Last of the Country Gentlemen by Josh T. Pearson (Review)

Pearson’s songs pull no punches as he chronicles all of the ugly, nasty, and shitty things that bring about a relationship’s end.
Last of the Country Gentlemen, Josh Pearson

In a previous life, Josh T. Pearson once sang “We sing these songs because we have to/Not because we want to.” He was the frontman of Lift to Experience back then, and he was referring to the band’s divinely appointed role as prophets of the End Times.

Lift to Experience is long gone now, the casualty of demons, drugs, and death, but that sentiment is alive and well on Last of the Country Gentlemen, Pearson’s solo debut. He’s no longer singing about the Apocalypse, though. Or rather, he’s singing about a different kind of apocalypse, something equally traumatic: the pain, regret, and turmoil of a failed relationship. Pearson’s songs pull no punches as he chronicles all of the ugly, nasty, and shitty things that bring about a relationship’s end, and the no man’s land afterwards. Betrayal, infidelity, guilt, hatred, doubt… Last of the Country Gentlemen’s seven songs are full of them.

Not surprisingly, the album is a daunting, even exhausting listen, one made all the moreso by the fact that over half of its songs pass the ten-minute mark. Put simply, Pearson lets his songs sprawl, his acoustic guitar rough and loose while his sad sack voice gasps, rasps, whispers, and drawls lyrics as meandering as his melodies.

▶ [SET OF TASKS]
**1.** According to the album review, how many songs are on Last of the Country Gentlemen?
**2.** Print a passage of the album review word for word, starting at the words "Last of the Country Gentlemen, Josh" and stopping after "the End Times.".
**3.** Proceed with the review of Josh T. Pearson's album from the point where it stops.
The data after this point plays no part in the work on this album review.

▶ [DATASET SECTION]
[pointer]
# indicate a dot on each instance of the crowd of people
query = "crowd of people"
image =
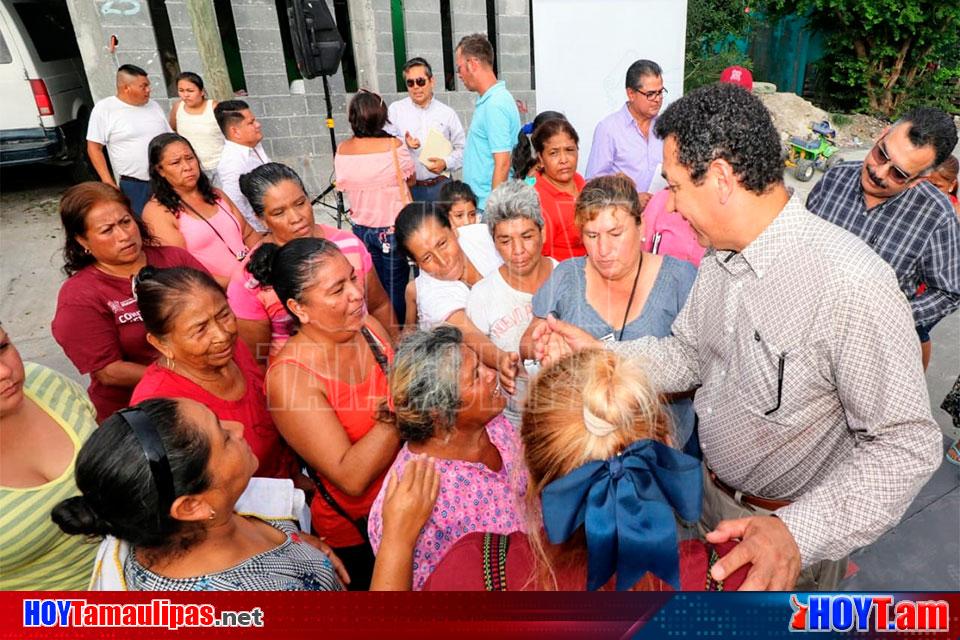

▶ [OUTPUTS FOR THE TASKS]
**1.** Seven songs.

**2.**
Last of the Country Gentlemen, Josh Pearson

In a previous life, Josh T. Pearson once sang “We sing these songs because we have to/Not because we want to.” He was the frontman of Lift to Experience back then, and he was referring to the band’s divinely appointed role as prophets of the End Times.

**3.**
The sheer amount of emotional turmoil on display and the lyrics’ excessively confessional nature does seem a wee bit exhibitionistic, even narcissistic at times. But then you hear the catch in Pearson’s voice on “Sweetheart, I Ain’t Your Christ” as he quietly sings, accompanied by an acoustic guitar that sounds like its strings are this close to snapping:

You don’t need a lover or a friend
You need a god and not a mortal man
Woman you need born again, again
You need a Savior and I just am not him

Then there’s the way that “Woman, When I’ve Raised Hell” — which begins as something akin to a clichéd country ballad — grows increasingly weighed down by resignation until you imagine Pearson barely holding himself together in the studio, held up only by Warren Ellis’ gloriously mournful violin:

Honestly, why can’t you just let it be
And let me quietly drink myself to sleep
Honestly, it’s not what it appears to be
But only memories that ain’t got shit to do with you
Woman when I’ve raised hell, heaven knows you’re gonna know it
There won’t be a shadow of doubt in your bright little mind
No pictures left hangin’, only lonely unpainted nails
Ah honey you’ll connect those dots, read the writin’ on the walls

During those moments, and others — e.g., the bitter ode to infidelity that is “Honeymoon’s Great! I Wish You Were Her,” “Country Dumb“ s tribute to a failed and broken history — Last of the Country Gentlemen becomes a compelling, captivating listen. It’s also a sloppy one. Pearson’s voice and guitar are often ramshackle at best: he never once achieves the victorious tone of his Lift to Experience days. Rather, he sounds like a man who has spent one too many nights holed up with nothing but cigarettes, whiskey, and regret to keep him company. But given the emotional content that Pearson is bearing, and the demons he’s exorcising, the sloppiness is fitting. Anything remotely slicker and more polished would cause the sadness to ring false.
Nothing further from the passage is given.